A Note on Scripture’s Clarity

While it is not always easy to know how much the authors assume of their readers, the very nature of God’s word demands that people can understand its message in any culture and age. Historically, the church has called this the doctrine of Scripture’s perspicuity, or clarity. Though not equally clear in everything, the Bible is sufficiently clear to allow us to grasp the portrait of God’s supremacy, his overarching kingdom purposes, and Jesus’s saving work. Wayne Grudem helpfully notes that the Bible itself testifies that we can understand it but …

  • Not all at once;
  • Not without effort;
  • Not without ordinary means;
  • Not without the reader’s willingness to obey it;
  • Not without the help of the Holy Spirit;
  • Not without human misunderstanding;
  • Never completely.[2] 

 

Guidelines for Engaging Historical Context

Four guidelines help the interpreter study historical context effectively: Be clear, careful, restrained, and relentless.

  1. Be clear on the type of historical context information you are assessing. Does it answer Who? When? Where? Why? How? or What?
  2. Be careful when engaging comparative literature. Examine both similarities and differences with the biblical material seeking to discern the rhetorical purpose of the biblical message. Scripture’s tendency is to dispute and repudiate pagan myths, ideas, identities, and customs. The Bible often establishes the authentic original historical event that pagan cultures distorted through polytheism, magic, and violence. Be careful in your assessment of comparative literature.
  3. Be restrained in your use of historical context material. Before going outside the Bible for answers, wrestle within the Scripture itself, considering the Bible in its entirety to grasp the author’s message. As preachers and teachers of God’s word, our goal is to unpack the message of Scripture, not to major on the periphery that is interesting but ultimately unhelpful in understanding the author’s main point.
  4. Be relentless in your commitment to draw your message from the text. A proper use of historical context will support, not subvert, the text’s apparent meaning. One way to ensure that you are drawing your assertions of historical relevance from the text is to look for authorial clues regarding the purpose of historical data. This can serve to guide your assessment about why certain historical details may be present in the text.

 

The Historical Context of Zephaniah 1:4-6  

So I will stretch out My hand against Judah
And against all the inhabitants of Jerusalem.

[Data entries]
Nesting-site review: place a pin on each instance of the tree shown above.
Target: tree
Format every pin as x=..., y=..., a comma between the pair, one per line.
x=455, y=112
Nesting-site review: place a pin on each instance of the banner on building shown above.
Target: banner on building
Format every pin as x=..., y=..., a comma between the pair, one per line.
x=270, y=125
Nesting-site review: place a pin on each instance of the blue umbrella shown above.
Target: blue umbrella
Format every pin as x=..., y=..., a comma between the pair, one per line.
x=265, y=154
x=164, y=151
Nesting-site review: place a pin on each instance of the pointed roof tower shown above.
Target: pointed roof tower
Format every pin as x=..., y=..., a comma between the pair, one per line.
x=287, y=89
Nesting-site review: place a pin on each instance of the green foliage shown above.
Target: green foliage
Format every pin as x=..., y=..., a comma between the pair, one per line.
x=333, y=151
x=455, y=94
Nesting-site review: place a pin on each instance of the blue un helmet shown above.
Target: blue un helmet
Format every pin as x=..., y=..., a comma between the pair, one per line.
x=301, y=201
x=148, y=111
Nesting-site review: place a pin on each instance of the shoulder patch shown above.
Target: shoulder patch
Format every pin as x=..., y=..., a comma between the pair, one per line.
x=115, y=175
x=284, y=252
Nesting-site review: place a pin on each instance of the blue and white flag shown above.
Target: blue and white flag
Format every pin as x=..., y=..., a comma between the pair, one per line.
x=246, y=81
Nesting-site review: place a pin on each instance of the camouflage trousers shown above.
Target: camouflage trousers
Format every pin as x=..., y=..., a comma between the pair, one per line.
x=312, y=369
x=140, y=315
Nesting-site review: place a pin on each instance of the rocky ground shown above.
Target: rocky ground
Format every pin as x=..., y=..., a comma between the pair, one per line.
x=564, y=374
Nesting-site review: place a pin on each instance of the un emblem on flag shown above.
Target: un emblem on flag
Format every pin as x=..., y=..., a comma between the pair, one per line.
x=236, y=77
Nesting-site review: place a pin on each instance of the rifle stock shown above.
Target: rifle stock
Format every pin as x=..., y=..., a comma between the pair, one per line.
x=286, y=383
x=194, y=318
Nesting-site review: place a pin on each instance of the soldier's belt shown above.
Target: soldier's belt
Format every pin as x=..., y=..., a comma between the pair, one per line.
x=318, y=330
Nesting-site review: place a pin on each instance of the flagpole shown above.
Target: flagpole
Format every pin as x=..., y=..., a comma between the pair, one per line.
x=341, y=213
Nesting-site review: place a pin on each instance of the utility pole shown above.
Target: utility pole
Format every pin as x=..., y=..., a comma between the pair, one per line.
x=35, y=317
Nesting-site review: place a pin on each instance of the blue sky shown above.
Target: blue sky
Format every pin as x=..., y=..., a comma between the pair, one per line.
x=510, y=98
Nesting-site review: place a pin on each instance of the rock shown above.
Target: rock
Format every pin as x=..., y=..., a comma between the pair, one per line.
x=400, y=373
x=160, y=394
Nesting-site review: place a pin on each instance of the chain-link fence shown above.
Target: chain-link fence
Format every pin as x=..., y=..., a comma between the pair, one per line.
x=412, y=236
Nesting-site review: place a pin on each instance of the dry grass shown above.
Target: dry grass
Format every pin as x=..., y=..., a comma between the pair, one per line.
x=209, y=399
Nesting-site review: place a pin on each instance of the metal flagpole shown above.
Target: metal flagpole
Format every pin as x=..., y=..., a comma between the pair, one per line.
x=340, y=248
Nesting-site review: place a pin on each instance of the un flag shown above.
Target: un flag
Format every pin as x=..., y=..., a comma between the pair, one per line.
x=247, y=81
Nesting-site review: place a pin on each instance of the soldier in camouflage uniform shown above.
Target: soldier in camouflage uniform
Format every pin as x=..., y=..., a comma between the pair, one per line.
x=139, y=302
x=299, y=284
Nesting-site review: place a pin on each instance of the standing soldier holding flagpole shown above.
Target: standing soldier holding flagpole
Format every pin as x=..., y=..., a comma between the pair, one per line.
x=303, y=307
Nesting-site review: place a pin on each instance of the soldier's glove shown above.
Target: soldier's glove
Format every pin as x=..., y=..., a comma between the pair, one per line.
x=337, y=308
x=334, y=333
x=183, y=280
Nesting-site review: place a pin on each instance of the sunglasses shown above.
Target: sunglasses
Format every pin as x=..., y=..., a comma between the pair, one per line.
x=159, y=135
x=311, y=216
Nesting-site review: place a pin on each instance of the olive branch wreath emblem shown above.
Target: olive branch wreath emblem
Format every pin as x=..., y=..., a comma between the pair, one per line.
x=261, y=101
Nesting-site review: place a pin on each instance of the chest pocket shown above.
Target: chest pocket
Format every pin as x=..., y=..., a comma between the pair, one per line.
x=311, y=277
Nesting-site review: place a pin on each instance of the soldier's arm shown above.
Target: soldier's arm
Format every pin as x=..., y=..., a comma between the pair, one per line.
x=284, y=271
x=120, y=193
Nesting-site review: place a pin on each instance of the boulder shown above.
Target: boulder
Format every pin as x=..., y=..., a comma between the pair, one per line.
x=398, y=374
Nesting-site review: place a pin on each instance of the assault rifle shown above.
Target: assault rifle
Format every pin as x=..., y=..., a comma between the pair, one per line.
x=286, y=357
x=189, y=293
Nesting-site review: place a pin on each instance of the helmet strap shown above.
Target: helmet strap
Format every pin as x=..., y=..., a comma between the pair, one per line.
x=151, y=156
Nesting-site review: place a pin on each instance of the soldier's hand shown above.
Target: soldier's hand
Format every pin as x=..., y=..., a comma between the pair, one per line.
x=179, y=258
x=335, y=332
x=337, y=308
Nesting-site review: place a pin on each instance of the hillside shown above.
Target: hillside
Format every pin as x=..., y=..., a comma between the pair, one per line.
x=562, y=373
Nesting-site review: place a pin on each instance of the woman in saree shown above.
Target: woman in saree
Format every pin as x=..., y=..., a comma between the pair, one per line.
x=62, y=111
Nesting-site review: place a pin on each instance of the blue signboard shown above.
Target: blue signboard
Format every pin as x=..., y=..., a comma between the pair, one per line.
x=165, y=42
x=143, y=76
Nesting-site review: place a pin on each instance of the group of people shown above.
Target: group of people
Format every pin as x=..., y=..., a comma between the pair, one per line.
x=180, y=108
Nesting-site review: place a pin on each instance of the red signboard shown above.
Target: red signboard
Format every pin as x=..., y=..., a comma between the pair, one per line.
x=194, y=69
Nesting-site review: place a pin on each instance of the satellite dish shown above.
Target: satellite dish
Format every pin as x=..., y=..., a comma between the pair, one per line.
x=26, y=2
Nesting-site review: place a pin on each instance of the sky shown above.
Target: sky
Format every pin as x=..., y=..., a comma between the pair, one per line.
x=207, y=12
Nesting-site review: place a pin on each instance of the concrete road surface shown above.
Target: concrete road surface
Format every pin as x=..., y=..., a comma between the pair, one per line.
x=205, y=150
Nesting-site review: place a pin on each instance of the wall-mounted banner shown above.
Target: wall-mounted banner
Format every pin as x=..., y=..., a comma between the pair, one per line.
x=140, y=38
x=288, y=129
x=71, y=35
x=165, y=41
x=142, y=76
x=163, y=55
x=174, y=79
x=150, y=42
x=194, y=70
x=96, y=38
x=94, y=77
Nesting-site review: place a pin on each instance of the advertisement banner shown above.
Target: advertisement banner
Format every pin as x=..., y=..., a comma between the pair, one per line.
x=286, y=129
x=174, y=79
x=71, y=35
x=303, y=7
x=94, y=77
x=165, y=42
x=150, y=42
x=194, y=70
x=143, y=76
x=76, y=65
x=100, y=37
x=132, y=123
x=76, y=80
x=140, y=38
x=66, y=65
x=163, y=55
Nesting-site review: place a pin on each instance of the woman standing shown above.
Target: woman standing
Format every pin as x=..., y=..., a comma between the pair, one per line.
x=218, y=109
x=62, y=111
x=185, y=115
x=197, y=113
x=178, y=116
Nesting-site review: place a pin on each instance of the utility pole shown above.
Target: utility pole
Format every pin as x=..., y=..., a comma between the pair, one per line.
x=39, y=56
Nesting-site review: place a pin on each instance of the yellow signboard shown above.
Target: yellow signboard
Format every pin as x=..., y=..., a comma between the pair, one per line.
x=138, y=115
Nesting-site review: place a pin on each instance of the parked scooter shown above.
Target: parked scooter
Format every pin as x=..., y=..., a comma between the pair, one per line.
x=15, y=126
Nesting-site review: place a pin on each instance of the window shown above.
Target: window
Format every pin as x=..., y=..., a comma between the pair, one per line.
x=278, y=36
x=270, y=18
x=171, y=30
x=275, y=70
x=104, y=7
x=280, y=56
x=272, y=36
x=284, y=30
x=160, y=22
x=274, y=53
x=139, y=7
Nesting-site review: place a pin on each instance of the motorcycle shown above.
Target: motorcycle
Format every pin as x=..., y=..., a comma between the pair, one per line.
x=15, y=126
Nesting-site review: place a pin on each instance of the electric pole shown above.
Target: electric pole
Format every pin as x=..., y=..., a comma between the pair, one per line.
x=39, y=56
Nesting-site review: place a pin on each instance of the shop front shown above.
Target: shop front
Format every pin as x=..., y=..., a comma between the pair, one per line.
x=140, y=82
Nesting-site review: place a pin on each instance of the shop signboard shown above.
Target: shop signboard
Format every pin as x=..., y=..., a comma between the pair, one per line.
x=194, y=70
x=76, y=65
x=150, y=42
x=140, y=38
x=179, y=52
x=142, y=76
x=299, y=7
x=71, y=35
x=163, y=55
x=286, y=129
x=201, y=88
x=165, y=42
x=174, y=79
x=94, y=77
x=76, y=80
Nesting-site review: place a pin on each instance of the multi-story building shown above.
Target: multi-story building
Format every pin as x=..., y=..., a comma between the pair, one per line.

• **REQUIRED ACTIONS**:
• a. Quote the article on biblical interpretation word for word, beginning at the words "4. Be relentless" and stopping after the words "in the text.".
• b. Write what comes next in the article on biblical interpretation, picking up right after its final line.

• **RESPONSES TO THE EXERCISE**:
• a.
4. Be relentless in your commitment to draw your message from the text. A proper use of historical context will support, not subvert, the text’s apparent meaning. One way to ensure that you are drawing your assertions of historical relevance from the text is to look for authorial clues regarding the purpose of historical data. This can serve to guide your assessment about why certain historical details may be present in the text.

• b.
And I will eliminate the remnant of Baal from this place,
And the names of the idolatrous priests along with the other priests.
And those who bow down on the housetops to the heavenly lights,
And those who bow down and swear to the LORD, but also swear by Milcom,
And those who have turned back from following the LORD,
And those who have not sought the LORD nor inquired of Him.
(Zeph. 1:4–6, NASB)

This brief declaration of coming punishment introduces numerous historical and geographical features that interpreters must understand in order to properly grasp the nature of the people’s sin and Yahweh’s response.

  1. Jerusalem (v. 4) was the political and religious center in the southern kingdom of Judah (1 Kgs 11:13, 36). Yahweh had chosen it for his central sanctuary, where he sat enthroned over his people.
  2. The remnant of Baal (v. 4) referred to a holdout of Judeans––members of the Mosaic covenant––who were following “Baal”-Hadad, the false Canaanite storm/fertility deity (cf. 1 Kgs 17–18). Trusting counterfeit gods like Baal for help was always evil in Yahweh’s sight (cf. Deut 5:7; Judg 2:11–15; 3:7); such folly brought destruction to the northern kingdom (2 Kgs 17:16–18) and rendered Judah’s destruction imminent (2 Kgs 22:16–17; 23:26–27; 24:3–4).
  3. The idolatrous priests along with the other priests (v. 4). Against the NASB, the context suggests that both groups of priests were actually idolatrous; that is why they are both being punished. The same use of terms elsewhere suggests the first group were illegitimate, non-Levitical clergy (1 Kgs 12:31–32; 13:33–34; cf. 2 Kgs 23:5), whereas the second group were the Levitical priests, who, Zephaniah tells us later, had “profaned the sanctuary” and “done violence to the Law” (Zeph 3:4).
  4. The heavenly lights (v. 5). Worshiping the stars was a sin that corrupted the northern kingdom (2 Kgs 17:6) and that characterized Manasseh and Amon’s reigns (2 Kgs 21:3, 5–6, 21) in Zephaniah’s youth.
  5. Milcom (v. 5). The false god of the Ammonites, whose veneration was explicitly condemned (1 Kgs 11:5, 33). The Hebrew may instead read “their king” (see NETB), but this royal title would still be referring to a god, which in context would be “Baal.” The remnant of syncretists in Judah were making oaths to Yawheh but doing so by (i.e., under the highest authority of) their king, that is, by another god, invoking his power to serve as witness to the vow and to hold them accountable.

Knowing historical context really helps better understand the nature of Israel’s rebellion and the reason for Yahweh’s condemnation. All of these historical elements were discerned from within the biblical text itself. We didn’t have to go outside the Bible to understand the “who?” (the remnant of Baal, illegitimate priests, Milcom/their king), the “where?” (Jerusalem), the “why?” (the reason for the condemnation), or the “what?” (the Baal, the idolatrous priests, the heavenly lights).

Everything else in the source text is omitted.